------ DATA FOR PROCESSING

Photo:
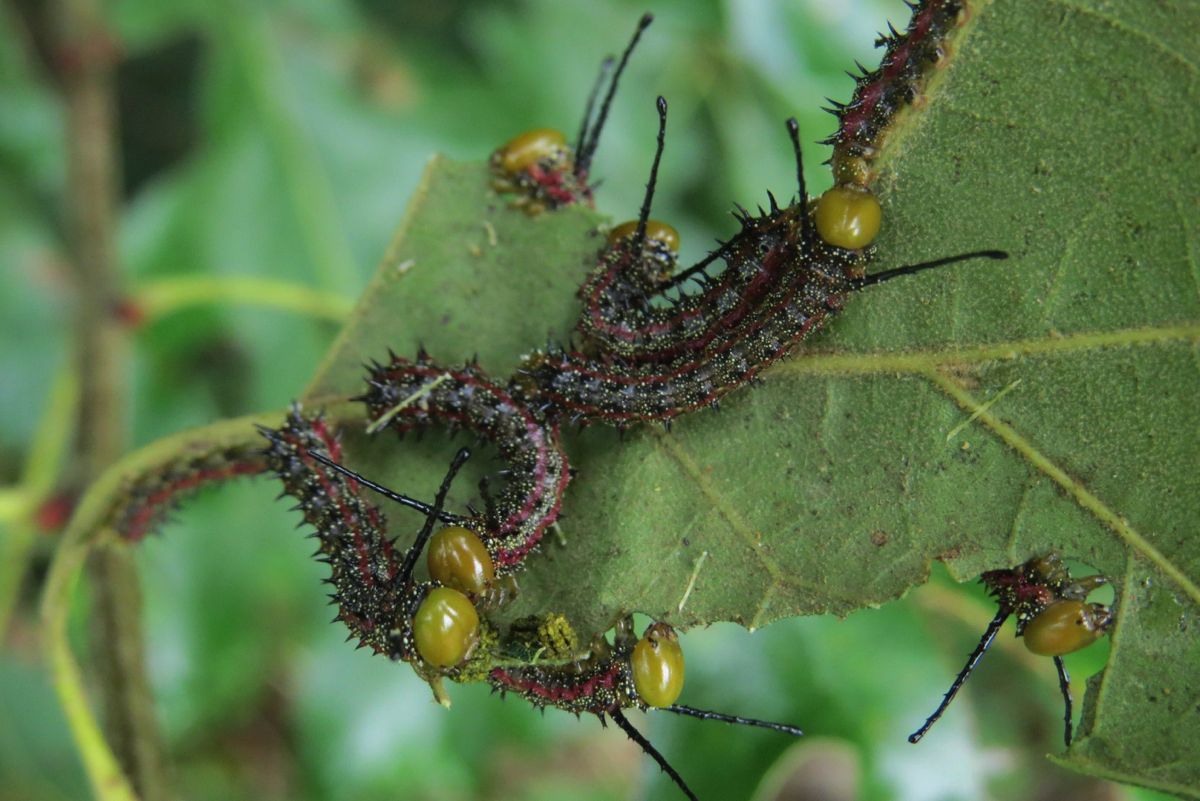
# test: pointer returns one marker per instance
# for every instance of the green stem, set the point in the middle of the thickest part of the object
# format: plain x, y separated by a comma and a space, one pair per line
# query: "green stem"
43, 465
157, 299
89, 529
87, 56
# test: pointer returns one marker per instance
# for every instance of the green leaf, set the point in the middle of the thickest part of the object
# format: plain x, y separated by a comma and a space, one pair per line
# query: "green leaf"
981, 415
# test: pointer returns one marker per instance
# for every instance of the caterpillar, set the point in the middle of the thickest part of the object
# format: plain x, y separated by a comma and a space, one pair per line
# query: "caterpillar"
540, 168
881, 94
429, 624
405, 395
1053, 619
436, 625
148, 500
724, 338
637, 265
646, 674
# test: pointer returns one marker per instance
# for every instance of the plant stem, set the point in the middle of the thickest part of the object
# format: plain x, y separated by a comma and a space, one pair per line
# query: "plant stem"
87, 56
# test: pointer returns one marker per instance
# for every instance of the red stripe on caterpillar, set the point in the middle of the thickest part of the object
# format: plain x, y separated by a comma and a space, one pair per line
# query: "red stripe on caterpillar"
1053, 618
412, 395
789, 270
433, 626
631, 673
621, 319
598, 390
880, 94
151, 497
352, 535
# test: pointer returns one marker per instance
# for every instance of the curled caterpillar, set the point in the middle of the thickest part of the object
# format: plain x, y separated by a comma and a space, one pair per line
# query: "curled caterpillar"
636, 267
631, 673
405, 395
1053, 619
540, 168
910, 59
429, 624
149, 499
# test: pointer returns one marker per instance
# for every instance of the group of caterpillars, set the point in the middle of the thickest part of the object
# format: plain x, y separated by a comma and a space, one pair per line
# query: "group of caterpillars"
786, 270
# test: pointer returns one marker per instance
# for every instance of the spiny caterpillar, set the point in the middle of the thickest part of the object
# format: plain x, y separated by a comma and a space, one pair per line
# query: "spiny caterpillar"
910, 59
1053, 618
645, 674
540, 168
148, 500
667, 363
435, 627
405, 395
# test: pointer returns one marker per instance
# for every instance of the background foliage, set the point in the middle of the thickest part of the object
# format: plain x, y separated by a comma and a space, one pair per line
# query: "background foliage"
283, 142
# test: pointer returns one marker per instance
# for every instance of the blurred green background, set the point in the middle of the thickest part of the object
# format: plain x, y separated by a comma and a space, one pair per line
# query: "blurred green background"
282, 140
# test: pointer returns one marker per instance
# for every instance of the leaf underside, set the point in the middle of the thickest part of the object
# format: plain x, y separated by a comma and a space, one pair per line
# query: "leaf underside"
1061, 132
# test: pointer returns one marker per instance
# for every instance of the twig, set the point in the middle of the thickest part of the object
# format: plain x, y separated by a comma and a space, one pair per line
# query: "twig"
85, 61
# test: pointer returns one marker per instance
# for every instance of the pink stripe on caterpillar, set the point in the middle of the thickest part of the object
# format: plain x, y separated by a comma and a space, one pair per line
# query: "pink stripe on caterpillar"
415, 393
156, 493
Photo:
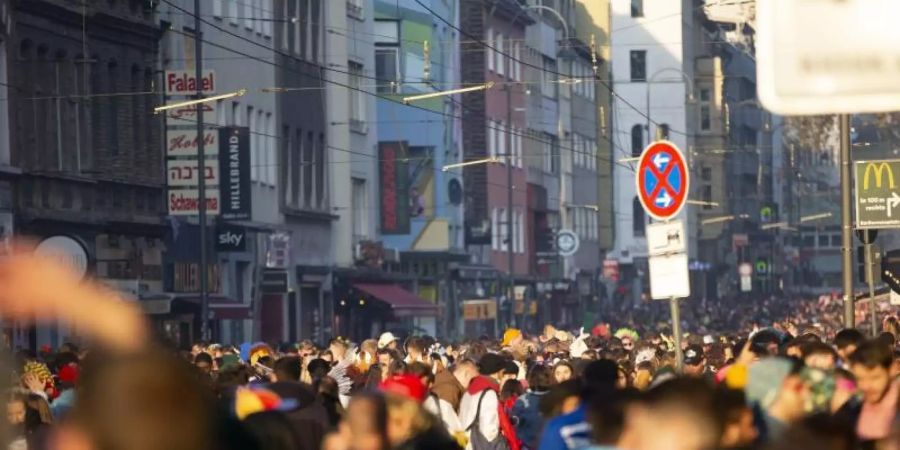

------------

Leaving pictures aside, give again word for word each line from the one with "# for every instance of the pink" to the final line of the entries.

# for every instance of the pink stripe on caterpillar, set the point in the middle of the thickest part of the object
# format: plain x, y separated by a comma and a space, one pair per line
# query: "pink stripe on caterpillar"
415, 393
156, 493
Photo:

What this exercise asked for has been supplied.